● Polecenia
• 1. Które miejsce wśród najbardziej zanieczyszczonych miast Unii Europejskiej zajmuje Nowy Sącz według artykułu o smogu w Nowym Sączu?
• 2. Sprawdź, czy te zdania zgadzają się z artykułem o smogu w Nowym Sączu: (a) Nowy Sącz leży w kotlinie. (b) Zwrócone pieniądze pochodziły z programu na budowę prosektorium. (c) Miasto zwróciło dofinansowanie w tym roku.
• 3. Pisz dalej artykuł o smogu w Nowym Sączu od miejsca, w którym się kończy.

═════ Fragment ═════

Trwa wczytywanie strony. Proszę czekać...
Niedziela, 28 kwietnia. Imieniny: Bogny, Walerii, Witalisa
11/01/2024 - 07:15

Smog zabija Nowy Sącz, a miasto oddało 2,5 mln złotych na poprawę powietrza. Dlaczego?

Nowy Sącz ulokowany w kotlinie ciągle przewija się w różnorodnych niechlubnych rankingach, w których wymieniane są najbardziej zanieczyszczone miasta w Polsce. Co tam w Polsce, jest drugim najbardziej zanieczyszczonym miastem w Unii Europejskiej. W ubiegłym roku Nowy Sącz był zmuszony zwrócić 2,5 miliona złotych otrzymanego dofinansowania z jednego z programów na wymianę pieców. Dlaczego tak się stało?

Czytaj także: W Nowym Sączu prosektorium powstanie szybciej niż można było przypuszczać

2,5 miliona złotych to niebagatelna kwota. Nie było chętnych w mieście, by wziąć dofinansowanie na wymianę starego pozaklasowego kopciucha na źródło ogrzewania bardziej ekologiczne? Dlaczego miasto, których mieszkańców w każdym sezonie jesienno-zimowym zabija smog zwróciło tak dużą kwotę?

═════ Podane informacje ═════

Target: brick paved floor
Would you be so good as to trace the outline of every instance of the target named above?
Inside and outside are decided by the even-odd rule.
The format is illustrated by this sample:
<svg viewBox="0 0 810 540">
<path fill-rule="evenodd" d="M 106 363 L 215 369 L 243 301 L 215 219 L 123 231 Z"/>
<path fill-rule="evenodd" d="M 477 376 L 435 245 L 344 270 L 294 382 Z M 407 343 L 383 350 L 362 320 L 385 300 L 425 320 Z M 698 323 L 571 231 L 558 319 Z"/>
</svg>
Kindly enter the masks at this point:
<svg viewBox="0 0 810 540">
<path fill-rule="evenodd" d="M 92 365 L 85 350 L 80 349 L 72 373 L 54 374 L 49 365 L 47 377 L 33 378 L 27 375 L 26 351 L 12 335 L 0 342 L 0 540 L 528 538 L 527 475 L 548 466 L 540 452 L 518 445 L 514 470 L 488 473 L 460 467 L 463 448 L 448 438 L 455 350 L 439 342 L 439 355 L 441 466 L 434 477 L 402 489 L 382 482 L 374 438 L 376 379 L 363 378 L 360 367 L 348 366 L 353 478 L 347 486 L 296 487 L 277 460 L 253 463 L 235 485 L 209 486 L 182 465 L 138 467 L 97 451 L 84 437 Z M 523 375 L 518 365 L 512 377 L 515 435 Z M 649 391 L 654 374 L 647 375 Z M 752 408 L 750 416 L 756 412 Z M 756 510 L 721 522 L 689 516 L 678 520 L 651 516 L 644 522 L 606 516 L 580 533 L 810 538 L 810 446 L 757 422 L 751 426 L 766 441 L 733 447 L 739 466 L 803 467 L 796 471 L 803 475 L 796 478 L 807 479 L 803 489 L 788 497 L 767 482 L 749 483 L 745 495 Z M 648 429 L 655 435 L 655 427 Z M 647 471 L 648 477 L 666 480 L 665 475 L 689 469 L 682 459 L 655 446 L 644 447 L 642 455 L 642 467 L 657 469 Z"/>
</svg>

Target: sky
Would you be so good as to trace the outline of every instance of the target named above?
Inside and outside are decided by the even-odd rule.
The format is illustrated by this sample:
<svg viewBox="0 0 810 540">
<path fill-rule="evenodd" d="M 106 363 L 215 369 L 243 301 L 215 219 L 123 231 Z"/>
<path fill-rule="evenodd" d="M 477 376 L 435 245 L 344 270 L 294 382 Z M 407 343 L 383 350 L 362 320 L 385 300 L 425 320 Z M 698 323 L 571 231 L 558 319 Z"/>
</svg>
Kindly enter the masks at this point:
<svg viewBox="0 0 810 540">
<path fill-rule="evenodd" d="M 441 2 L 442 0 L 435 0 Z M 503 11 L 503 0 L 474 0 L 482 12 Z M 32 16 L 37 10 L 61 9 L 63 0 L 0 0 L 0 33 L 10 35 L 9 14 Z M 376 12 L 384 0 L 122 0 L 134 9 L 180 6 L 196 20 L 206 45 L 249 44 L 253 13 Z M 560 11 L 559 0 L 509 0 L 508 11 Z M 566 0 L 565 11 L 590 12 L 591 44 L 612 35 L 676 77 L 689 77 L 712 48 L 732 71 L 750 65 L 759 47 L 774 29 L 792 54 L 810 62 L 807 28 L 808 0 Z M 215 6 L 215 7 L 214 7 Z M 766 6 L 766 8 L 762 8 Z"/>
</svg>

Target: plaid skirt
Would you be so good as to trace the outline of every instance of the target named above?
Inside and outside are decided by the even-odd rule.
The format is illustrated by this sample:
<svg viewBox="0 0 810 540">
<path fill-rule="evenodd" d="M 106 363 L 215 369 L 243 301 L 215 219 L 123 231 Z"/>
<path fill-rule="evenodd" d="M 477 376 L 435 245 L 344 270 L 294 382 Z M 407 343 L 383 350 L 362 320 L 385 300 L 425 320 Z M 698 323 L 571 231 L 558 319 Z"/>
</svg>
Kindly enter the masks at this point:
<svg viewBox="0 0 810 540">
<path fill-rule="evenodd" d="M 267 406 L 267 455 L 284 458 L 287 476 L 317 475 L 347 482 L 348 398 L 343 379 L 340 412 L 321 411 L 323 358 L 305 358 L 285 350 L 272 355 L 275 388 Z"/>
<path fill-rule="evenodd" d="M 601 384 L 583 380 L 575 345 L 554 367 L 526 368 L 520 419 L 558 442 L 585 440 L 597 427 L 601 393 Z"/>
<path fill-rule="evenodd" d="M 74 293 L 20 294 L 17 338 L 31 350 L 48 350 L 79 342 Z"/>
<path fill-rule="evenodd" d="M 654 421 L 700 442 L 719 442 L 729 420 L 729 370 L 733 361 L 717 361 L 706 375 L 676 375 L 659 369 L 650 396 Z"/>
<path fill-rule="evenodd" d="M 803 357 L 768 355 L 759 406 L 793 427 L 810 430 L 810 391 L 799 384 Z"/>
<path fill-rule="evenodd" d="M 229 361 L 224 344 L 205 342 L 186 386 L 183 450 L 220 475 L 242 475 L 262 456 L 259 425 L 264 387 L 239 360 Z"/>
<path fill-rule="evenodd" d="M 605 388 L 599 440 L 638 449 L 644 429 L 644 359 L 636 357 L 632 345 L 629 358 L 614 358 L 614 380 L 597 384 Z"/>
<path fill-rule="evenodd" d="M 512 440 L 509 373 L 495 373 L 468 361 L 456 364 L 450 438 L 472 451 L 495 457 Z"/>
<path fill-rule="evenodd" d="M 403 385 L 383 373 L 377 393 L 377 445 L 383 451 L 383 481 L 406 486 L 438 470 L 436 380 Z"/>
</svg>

═════

● Odpowiedzi do zadań
• 1. Drugie, bo Nowy Sącz jest drugim najbardziej zanieczyszczonym miastem w Unii Europejskiej.

• 2.
(a) Tak: „Nowy Sącz ulokowany w kotlinie”.
(b) Nie: „zwrócić 2,5 miliona złotych otrzymanego dofinansowania z jednego z programów na wymianę pieców”.
(c) Nie: „W ubiegłym roku Nowy Sącz był zmuszony zwrócić 2,5 miliona złotych”.

• 3.
O to zapytaliśmy Grzegorza Tabasza, dyrektora Wydziału Środowiska Urzędu Miasta w Nowym Sączu.

- Miasto otrzymało prawie dwa lata temu znacznie więcej środków – tłumaczy dyrektor Tabasz. – Było to ponad 5 mln złotych na poprawę jakości powietrza (etap trzeci). Pieniądze te otrzymaliśmy naprawdę w ostatniej chwili. Udało się w mieście wymienić ponad sto kilkadziesiąt pieców – strych kopciuchów. Ktoś, kto decydował się na wymianę pieca i remont kotłowni mógł otrzymać dotację w wysokości do 14 tysięcy złotych.

Jak zaznacza dyrektor Tabasz ten projekt musiał być zamknięty i rozliczony do września 2023 roku, bo były to środki unijne.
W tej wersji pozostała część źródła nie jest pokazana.